===== EXCERPT PROVIDED =====

James Cobb Burke: An American Photojournalist in South Asia

Faiza Khan is a graduate student in the Art History department at Binghamton University whose focus lays in the history of modern architecture in South Asia as well as the intersections of Eastern and Western material cultures. Faiza received the 2025 Rose Library Fellowship for Southern History & Culture.

James Burke’s Notebook for Trip to East Pakistan in 1954, James Cobb Burke Papers, Box 30, Folder “India Notebooks 1950-56 I”.

My time in the Stuart Rose library at Emory University allowed me to examine an extensive collection of papers belonging to the Time-Life news correspondent James Cobb Burke, he was also an Emory University alumnus. While Burke is mainly known for his photojournalism at Time-Life, he also wrote many articles for the publication.[1] My research focuses on modern architectural history in South Asia, therefore the opportunity to look through Burke’s photographs and correspondence from his tenure in this region impacts my work greatly.

===== RECORD SET =====

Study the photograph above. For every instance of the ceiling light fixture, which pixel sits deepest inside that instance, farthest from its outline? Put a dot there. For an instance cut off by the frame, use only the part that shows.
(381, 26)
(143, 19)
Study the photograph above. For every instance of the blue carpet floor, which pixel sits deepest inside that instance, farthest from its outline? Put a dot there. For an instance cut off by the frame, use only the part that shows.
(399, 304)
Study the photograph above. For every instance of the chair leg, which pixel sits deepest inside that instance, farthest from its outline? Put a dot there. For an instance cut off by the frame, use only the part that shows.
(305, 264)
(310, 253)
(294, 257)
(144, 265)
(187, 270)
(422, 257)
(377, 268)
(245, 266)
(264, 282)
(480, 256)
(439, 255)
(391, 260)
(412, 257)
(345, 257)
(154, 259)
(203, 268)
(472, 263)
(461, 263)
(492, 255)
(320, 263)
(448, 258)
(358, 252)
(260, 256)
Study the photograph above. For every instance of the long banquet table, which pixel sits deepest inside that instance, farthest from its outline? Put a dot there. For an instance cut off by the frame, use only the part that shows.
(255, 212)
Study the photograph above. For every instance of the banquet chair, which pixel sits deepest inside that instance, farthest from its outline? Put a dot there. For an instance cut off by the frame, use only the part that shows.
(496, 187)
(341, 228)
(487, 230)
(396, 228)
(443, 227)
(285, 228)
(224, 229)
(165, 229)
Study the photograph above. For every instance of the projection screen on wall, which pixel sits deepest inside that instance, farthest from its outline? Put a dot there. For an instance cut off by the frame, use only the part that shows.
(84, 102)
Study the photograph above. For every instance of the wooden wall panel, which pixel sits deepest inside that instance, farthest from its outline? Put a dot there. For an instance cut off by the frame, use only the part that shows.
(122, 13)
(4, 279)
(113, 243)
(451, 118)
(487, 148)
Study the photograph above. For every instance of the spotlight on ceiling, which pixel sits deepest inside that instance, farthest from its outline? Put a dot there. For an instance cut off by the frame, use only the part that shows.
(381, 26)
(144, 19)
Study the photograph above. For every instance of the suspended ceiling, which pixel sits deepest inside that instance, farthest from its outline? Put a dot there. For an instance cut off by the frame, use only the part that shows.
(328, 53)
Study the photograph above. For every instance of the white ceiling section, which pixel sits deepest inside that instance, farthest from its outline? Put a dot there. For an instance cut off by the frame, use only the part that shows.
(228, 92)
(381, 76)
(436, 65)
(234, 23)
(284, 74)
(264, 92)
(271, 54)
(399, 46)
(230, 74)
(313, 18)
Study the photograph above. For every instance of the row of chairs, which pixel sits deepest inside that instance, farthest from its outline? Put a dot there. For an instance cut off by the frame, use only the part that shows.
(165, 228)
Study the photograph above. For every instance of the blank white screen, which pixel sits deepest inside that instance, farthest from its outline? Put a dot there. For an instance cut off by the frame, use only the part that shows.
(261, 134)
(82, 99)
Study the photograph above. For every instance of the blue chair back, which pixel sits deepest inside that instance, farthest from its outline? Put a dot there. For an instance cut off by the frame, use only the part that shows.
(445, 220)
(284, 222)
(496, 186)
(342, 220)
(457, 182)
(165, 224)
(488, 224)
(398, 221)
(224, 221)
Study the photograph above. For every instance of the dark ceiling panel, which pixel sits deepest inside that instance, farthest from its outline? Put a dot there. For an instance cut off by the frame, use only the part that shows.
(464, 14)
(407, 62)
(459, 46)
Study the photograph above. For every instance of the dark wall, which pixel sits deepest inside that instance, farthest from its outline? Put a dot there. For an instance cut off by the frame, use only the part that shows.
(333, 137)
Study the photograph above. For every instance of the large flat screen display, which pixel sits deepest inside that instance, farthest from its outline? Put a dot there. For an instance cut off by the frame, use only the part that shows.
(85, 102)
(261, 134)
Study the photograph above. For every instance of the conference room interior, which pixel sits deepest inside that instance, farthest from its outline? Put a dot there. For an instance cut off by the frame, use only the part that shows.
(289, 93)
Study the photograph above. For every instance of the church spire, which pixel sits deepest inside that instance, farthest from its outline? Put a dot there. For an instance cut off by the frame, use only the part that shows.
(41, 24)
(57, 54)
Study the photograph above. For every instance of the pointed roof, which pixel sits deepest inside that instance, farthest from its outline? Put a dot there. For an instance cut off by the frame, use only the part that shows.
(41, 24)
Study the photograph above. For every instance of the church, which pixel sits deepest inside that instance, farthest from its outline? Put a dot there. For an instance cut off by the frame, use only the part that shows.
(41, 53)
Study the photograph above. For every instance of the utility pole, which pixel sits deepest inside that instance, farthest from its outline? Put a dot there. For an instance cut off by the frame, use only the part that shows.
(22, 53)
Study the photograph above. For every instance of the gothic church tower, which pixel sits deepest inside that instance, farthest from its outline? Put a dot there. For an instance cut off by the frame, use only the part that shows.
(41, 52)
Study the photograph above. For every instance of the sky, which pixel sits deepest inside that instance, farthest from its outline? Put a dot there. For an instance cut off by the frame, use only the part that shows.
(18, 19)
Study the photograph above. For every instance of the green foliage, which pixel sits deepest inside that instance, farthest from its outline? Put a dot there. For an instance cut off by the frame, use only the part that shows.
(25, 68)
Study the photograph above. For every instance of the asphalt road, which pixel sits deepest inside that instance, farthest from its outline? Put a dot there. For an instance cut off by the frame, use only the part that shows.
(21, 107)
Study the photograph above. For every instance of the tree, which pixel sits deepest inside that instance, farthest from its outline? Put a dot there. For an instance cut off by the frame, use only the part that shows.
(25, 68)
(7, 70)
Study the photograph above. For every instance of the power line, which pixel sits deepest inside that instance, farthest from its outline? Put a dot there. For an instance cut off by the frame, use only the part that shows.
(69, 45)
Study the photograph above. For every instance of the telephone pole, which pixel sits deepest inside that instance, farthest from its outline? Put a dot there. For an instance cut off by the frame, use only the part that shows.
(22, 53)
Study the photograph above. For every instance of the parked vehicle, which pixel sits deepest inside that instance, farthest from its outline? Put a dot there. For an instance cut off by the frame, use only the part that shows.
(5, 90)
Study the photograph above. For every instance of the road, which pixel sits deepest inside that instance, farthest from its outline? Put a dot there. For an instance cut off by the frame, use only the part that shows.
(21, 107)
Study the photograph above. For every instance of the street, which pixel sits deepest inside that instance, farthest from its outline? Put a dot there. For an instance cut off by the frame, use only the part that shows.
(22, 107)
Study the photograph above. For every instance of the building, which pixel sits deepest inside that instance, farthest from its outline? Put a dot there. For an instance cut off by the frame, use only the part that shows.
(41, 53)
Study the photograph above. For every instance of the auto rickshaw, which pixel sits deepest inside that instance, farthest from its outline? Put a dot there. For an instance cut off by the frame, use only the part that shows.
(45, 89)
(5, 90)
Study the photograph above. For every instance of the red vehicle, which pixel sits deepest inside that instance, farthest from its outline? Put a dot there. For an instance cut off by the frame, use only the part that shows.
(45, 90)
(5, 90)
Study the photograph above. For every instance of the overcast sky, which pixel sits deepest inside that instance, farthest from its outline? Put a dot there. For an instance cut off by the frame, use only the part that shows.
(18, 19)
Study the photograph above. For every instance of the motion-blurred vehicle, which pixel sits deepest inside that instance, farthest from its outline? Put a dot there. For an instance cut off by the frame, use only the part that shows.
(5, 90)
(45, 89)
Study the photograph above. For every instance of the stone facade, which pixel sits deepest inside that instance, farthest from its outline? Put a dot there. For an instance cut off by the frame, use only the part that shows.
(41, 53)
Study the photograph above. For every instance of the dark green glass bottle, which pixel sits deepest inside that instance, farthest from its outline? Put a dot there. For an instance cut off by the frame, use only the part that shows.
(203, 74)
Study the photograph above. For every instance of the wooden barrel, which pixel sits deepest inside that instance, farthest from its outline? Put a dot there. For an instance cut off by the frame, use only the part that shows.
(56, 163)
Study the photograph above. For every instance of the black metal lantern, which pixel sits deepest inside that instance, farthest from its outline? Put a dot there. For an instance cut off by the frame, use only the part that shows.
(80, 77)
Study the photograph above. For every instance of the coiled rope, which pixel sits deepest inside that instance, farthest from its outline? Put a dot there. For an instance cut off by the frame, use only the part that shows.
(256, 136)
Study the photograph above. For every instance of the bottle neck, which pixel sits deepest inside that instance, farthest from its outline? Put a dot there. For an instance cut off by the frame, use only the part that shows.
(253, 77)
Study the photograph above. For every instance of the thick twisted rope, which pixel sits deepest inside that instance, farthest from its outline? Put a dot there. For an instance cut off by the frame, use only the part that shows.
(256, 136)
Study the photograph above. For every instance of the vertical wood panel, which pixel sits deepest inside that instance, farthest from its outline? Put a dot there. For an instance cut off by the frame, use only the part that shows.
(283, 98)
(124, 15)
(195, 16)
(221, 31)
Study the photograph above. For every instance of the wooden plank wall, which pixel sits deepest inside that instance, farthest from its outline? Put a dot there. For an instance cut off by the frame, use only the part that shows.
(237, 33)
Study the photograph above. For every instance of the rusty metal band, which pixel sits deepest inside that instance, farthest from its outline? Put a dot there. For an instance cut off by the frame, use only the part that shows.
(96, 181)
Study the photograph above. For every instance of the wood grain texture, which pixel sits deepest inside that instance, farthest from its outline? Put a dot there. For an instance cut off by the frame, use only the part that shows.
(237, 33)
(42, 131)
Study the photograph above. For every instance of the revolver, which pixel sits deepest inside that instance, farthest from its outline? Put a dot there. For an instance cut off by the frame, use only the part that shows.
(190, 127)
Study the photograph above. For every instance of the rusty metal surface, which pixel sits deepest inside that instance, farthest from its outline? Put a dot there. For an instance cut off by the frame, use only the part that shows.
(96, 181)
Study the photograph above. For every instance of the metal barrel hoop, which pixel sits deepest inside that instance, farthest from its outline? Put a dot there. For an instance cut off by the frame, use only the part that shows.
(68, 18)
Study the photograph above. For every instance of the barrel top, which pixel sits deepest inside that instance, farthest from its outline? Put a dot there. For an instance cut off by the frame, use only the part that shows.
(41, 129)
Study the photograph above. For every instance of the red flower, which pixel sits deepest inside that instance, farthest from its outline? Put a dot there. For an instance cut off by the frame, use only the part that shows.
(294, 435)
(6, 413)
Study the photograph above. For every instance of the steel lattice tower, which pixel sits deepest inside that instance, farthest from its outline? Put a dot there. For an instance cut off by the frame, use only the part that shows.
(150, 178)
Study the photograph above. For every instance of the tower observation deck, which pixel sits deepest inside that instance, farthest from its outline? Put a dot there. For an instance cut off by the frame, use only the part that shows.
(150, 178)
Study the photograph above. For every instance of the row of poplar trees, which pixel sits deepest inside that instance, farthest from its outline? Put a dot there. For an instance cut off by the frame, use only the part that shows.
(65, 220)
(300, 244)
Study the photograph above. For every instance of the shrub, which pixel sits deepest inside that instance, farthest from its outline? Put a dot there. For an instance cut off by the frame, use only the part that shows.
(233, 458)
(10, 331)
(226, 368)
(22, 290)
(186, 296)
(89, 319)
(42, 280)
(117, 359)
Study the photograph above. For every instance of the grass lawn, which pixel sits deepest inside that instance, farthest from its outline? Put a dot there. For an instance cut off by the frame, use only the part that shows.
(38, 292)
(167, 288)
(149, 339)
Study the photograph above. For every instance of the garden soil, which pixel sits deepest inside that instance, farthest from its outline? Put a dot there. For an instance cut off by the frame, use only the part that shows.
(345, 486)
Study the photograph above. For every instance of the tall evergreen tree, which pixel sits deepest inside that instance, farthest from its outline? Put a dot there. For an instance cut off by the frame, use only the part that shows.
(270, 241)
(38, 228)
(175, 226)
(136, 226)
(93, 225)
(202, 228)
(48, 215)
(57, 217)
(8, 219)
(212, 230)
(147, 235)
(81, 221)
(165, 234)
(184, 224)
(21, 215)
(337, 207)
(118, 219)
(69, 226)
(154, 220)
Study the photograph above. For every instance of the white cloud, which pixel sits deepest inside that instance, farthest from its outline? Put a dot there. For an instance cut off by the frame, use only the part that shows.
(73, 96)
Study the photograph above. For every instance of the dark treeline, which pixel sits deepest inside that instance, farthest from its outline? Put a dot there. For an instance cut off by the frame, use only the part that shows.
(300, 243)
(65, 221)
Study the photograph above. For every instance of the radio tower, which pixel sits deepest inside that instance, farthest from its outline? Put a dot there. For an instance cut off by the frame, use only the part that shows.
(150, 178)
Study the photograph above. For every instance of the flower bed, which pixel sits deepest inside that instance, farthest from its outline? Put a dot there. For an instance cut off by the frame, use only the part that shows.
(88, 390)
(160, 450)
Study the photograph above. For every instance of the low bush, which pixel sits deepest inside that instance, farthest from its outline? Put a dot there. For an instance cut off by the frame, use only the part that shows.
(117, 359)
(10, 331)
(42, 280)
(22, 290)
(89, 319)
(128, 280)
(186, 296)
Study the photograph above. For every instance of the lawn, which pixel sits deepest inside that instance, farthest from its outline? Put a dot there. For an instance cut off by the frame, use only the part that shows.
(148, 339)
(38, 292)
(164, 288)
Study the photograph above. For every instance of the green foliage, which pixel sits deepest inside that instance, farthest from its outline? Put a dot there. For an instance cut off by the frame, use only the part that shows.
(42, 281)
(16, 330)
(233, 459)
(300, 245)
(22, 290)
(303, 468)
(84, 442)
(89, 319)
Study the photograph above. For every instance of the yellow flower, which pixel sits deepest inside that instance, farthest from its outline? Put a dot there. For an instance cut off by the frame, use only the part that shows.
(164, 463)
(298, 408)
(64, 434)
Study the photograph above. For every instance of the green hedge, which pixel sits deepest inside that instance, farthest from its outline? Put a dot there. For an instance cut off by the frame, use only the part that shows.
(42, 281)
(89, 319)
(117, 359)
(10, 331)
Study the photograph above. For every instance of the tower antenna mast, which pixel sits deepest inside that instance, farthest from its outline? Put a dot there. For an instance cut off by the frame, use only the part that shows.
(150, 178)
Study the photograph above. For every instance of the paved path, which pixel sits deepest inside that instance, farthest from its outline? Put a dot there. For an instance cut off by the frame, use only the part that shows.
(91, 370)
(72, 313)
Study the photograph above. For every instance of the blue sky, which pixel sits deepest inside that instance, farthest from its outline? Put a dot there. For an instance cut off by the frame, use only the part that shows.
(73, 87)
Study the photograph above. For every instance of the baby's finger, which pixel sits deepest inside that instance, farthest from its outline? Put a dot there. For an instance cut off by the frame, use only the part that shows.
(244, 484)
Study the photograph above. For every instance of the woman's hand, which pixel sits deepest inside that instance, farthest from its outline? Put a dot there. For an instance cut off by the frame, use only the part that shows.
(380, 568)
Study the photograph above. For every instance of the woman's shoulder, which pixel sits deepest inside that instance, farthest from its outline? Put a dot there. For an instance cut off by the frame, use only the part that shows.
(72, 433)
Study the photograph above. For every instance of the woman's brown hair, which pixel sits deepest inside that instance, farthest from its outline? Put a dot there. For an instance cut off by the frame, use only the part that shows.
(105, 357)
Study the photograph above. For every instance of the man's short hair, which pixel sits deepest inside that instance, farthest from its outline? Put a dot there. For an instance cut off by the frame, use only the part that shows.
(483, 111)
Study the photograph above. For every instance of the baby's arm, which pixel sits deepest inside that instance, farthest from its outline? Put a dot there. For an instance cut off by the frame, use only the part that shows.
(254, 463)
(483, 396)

=====

Continue the essay on James Cobb Burke's papers, beginning right after its last sentence.

Burke covered 2,000,000 square miles of Asia including India, Pakistan, Bangladesh, Ceylon (now Sri Lanka) and Vietnam.[2] Of particular importance to my project was Burke’s 1954 trip to Dacca, East Pakistan (now Dhaka, Bangladesh). Photographs from this visit are available for viewing via Time-Life’s archive on Google Arts and Culture. However, no metadata or additional information is given regarding these images. Additionally, from some preliminary research I have done it seems that these photographs have not been published in any issues of Time or Life magazine. This void in information creates a mysterious nature surrounding these pictures.

James Cobb Burke papers

In Burke’s archive I managed to find a small notebook he kept from this excursion and some contact sheets with images found in the Google Arts and Culture archive. The contact sheets show frames from a roll of film in print. Burke labeled the backs of these prints with their corresponding roll numbers and documented in his notebook what these rolls captured. The small journal also holds questions Burke planned to ask, contact information for various figures he planned to visit, sites on his itinerary he would photograph, and some comments regarding the sociopolitical atmosphere and landscape of Dacca.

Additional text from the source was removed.